▸ **PROBLEM TO WORK ON**:
Return verbatim all lines from the first one in the records to the line with "positive clicks: (582, 404)", both ends kept.

▸ **DATA FOR REVIEW**:

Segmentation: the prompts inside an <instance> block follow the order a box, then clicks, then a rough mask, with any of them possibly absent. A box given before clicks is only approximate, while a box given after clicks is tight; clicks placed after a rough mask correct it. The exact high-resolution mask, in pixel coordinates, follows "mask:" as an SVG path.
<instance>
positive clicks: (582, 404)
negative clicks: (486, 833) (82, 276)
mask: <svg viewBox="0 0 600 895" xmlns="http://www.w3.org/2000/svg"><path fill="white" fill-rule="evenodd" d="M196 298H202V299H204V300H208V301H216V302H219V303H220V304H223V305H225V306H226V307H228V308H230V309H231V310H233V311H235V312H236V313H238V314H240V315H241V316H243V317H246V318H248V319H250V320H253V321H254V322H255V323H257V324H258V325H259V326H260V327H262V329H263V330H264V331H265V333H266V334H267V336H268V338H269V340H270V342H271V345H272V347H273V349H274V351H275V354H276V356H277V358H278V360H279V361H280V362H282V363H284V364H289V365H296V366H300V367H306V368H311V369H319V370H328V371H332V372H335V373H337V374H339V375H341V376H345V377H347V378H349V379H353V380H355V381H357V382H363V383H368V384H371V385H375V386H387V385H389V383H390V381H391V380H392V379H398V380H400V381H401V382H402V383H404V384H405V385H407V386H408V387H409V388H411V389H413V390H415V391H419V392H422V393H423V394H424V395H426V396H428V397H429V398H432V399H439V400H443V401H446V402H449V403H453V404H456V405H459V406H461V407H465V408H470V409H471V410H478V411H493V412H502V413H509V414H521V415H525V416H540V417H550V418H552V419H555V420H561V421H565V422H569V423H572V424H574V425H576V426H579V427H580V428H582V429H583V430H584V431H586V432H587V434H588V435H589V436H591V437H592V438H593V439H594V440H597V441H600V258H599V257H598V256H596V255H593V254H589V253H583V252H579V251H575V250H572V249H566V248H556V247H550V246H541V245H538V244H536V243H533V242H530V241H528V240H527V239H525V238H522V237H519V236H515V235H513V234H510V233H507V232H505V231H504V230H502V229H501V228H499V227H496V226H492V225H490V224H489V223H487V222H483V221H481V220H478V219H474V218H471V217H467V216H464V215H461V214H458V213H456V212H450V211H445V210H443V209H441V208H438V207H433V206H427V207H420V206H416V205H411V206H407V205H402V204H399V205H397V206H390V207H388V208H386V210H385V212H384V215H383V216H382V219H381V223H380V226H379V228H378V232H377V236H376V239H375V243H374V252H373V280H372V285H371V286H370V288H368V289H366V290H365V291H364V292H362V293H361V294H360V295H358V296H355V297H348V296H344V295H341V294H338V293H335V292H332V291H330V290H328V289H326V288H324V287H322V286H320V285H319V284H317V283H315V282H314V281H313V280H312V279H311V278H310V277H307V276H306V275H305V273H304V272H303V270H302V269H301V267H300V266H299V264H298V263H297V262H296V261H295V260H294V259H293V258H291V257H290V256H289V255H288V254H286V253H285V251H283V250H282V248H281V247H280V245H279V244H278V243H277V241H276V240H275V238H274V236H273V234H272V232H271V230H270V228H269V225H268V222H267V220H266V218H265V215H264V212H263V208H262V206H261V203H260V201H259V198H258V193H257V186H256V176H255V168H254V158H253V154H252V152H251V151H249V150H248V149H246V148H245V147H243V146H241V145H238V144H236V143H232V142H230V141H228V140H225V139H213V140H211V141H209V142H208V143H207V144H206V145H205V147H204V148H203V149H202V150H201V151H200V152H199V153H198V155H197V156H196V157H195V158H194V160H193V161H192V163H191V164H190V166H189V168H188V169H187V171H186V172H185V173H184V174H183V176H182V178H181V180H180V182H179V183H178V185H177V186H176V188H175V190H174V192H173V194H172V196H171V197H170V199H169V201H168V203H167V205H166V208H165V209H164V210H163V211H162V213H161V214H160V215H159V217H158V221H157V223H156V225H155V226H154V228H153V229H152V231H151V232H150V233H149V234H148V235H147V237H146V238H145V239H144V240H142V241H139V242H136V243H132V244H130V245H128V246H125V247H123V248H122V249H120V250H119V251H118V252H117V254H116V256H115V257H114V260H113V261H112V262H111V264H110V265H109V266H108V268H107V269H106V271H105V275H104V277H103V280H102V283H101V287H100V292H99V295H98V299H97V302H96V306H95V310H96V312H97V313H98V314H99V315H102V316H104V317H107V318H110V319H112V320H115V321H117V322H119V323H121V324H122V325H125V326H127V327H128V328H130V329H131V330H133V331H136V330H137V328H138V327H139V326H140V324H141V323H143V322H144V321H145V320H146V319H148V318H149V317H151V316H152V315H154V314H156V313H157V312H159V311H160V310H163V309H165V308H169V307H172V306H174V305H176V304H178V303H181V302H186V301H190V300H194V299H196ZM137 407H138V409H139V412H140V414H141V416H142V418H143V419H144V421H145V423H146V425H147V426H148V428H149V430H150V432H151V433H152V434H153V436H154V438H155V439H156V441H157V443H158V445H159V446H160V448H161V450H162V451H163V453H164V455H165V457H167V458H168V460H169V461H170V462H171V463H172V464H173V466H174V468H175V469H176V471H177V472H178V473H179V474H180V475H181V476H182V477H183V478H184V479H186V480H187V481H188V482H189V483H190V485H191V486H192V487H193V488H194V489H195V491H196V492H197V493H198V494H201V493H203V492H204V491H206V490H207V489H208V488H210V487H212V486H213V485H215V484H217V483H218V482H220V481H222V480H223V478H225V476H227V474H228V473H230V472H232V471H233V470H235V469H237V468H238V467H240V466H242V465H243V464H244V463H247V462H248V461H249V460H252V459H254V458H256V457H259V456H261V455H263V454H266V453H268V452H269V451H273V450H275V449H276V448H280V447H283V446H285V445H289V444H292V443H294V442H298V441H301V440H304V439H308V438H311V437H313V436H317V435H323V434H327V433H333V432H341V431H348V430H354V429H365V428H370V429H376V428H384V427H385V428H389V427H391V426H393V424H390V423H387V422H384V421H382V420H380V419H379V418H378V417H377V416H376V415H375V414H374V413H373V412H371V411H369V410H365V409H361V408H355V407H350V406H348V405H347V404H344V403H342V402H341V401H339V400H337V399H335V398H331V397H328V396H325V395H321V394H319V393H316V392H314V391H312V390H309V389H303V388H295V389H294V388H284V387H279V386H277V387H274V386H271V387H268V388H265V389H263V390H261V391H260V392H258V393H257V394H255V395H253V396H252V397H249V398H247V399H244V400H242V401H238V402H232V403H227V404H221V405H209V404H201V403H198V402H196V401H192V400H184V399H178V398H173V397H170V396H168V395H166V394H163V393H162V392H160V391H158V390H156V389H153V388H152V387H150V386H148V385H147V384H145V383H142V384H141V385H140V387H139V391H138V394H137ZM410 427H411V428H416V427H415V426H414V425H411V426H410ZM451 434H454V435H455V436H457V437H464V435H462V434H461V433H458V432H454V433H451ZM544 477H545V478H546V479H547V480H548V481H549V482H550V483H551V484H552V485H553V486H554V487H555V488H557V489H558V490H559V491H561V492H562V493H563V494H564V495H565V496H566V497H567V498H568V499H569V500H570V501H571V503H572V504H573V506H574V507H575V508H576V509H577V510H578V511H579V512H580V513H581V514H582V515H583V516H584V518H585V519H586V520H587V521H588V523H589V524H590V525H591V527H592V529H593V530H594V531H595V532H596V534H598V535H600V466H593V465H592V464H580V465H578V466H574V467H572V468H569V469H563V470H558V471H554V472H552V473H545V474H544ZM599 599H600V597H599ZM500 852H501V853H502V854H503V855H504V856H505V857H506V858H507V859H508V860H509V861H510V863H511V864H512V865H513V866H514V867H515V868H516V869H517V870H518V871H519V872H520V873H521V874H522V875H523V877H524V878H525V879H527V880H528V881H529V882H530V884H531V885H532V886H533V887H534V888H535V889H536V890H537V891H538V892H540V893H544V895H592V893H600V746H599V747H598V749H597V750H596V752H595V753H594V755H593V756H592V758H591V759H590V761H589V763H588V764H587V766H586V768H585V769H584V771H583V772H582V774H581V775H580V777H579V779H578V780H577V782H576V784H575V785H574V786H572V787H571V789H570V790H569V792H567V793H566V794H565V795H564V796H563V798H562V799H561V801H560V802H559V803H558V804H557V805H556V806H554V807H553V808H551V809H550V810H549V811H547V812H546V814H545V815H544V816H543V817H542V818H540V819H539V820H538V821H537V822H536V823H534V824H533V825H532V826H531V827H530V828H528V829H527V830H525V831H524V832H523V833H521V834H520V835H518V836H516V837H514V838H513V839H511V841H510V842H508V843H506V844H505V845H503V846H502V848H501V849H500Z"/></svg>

▸ **EXERCISE OUTPUT**:
Segmentation: the prompts inside an <instance> block follow the order a box, then clicks, then a rough mask, with any of them possibly absent. A box given before clicks is only approximate, while a box given after clicks is tight; clicks placed after a rough mask correct it. The exact high-resolution mask, in pixel coordinates, follows "mask:" as an SVG path.
<instance>
positive clicks: (582, 404)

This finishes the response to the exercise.